▶ _Given records_:
━━━━━━━━━━━━━━━━━━━━━━━━━━━━━━

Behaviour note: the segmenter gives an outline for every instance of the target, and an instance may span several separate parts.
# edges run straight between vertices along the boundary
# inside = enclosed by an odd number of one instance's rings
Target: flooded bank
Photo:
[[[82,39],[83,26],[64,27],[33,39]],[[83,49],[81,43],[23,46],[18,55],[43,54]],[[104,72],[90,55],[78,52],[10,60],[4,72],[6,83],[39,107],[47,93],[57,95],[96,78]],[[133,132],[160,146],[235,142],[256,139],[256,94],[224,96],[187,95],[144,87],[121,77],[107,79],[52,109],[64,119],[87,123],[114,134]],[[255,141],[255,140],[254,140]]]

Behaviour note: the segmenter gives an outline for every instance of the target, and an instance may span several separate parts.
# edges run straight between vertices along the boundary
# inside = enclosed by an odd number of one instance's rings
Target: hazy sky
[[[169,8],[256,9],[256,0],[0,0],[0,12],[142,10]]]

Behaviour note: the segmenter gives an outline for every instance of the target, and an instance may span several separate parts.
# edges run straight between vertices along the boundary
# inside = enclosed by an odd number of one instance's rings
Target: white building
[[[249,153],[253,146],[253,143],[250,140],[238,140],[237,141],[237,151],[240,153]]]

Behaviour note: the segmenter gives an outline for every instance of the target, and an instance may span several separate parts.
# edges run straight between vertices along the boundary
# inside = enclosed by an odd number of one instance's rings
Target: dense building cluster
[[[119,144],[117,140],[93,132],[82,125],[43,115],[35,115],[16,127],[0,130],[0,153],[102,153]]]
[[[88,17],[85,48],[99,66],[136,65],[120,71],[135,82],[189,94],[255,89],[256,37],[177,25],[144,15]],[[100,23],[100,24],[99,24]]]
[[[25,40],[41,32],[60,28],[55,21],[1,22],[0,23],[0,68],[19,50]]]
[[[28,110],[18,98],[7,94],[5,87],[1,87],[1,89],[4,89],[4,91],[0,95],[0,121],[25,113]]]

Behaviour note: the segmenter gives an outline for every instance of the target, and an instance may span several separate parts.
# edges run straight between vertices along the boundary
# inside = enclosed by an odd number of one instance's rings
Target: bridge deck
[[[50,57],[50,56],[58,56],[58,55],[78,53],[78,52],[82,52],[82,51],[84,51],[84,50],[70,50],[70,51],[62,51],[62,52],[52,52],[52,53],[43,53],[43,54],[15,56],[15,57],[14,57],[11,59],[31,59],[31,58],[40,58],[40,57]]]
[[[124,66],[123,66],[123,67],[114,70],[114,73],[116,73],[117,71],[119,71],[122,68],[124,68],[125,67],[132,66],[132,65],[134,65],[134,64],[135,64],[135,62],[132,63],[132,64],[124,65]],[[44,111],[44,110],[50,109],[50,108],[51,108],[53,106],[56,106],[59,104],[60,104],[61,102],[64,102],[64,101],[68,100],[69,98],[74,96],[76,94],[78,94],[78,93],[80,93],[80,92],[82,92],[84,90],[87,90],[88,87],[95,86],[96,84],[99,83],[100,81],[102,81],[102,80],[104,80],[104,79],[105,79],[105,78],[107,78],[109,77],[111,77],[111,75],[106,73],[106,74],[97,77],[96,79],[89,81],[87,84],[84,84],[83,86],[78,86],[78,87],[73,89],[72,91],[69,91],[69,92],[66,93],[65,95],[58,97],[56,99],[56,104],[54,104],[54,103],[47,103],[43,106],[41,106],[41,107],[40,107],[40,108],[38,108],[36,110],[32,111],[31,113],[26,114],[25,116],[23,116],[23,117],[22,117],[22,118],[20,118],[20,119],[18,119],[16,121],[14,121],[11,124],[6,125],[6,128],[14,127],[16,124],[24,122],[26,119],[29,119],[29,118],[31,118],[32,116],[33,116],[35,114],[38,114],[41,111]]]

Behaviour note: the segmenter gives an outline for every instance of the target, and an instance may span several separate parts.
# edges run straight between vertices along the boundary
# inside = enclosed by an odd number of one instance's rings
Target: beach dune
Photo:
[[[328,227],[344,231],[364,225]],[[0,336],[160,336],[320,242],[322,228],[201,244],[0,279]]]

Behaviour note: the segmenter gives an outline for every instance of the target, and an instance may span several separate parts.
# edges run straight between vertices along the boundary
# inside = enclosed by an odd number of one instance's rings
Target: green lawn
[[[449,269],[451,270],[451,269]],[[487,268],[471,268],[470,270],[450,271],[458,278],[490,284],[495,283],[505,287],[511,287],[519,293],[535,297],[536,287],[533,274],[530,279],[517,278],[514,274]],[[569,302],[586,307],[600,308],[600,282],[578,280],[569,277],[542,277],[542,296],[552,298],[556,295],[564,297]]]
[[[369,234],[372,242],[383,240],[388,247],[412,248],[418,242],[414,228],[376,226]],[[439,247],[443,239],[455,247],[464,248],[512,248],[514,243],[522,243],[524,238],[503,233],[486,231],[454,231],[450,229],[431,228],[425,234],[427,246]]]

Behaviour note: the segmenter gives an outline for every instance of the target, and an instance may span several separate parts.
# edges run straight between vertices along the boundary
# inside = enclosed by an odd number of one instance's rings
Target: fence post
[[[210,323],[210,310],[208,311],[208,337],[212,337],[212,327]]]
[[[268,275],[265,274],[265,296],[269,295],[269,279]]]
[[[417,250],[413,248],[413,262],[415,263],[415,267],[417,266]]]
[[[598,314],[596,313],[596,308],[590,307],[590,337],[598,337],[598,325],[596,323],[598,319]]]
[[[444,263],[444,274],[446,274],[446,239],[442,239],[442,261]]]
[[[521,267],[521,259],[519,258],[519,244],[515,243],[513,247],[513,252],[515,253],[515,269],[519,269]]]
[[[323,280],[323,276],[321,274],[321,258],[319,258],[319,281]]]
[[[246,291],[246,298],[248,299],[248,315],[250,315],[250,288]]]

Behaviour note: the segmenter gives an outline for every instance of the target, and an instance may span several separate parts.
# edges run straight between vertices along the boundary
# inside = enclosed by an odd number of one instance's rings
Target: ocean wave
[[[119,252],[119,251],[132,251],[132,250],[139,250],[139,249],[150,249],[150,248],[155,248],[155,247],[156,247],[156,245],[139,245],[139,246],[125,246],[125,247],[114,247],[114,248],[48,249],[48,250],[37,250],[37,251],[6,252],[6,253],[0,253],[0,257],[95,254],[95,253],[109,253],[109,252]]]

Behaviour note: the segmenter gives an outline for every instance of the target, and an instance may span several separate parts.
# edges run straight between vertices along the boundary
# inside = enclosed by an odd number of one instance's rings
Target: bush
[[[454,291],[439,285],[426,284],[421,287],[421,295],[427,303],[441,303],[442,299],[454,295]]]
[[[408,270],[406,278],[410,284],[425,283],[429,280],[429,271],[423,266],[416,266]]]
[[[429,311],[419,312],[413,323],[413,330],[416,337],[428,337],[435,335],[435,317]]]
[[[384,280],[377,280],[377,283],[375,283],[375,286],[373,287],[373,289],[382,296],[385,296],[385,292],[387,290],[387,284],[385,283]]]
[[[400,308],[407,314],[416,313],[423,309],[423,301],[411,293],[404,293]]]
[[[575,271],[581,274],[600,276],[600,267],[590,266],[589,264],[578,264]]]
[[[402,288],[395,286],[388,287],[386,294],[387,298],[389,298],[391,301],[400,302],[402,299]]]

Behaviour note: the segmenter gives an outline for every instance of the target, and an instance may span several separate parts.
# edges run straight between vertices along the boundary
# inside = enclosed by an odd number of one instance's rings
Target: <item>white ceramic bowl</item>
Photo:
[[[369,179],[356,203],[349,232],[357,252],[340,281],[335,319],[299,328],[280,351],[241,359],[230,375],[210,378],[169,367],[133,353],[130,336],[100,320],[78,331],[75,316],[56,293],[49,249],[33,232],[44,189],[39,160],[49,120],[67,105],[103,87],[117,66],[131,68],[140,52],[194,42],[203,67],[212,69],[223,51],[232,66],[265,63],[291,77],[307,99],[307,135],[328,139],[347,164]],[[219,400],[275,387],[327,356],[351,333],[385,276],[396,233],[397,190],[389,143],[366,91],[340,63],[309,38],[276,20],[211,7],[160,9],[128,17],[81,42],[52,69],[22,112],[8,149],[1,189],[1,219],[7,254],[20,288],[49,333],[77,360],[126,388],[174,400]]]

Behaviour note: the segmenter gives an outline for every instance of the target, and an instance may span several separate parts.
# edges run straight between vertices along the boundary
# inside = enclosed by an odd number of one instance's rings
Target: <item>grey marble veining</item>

━━━━━━━━━━━━━━━━━━━━━━━━━━━━━━

▶ _What to do_: Select each line in the material above that contains the string "building" and copy those lines out. Treat uppercase and lowercase as different.

▶ _Final result_:
Target: white building
Target: dense building cluster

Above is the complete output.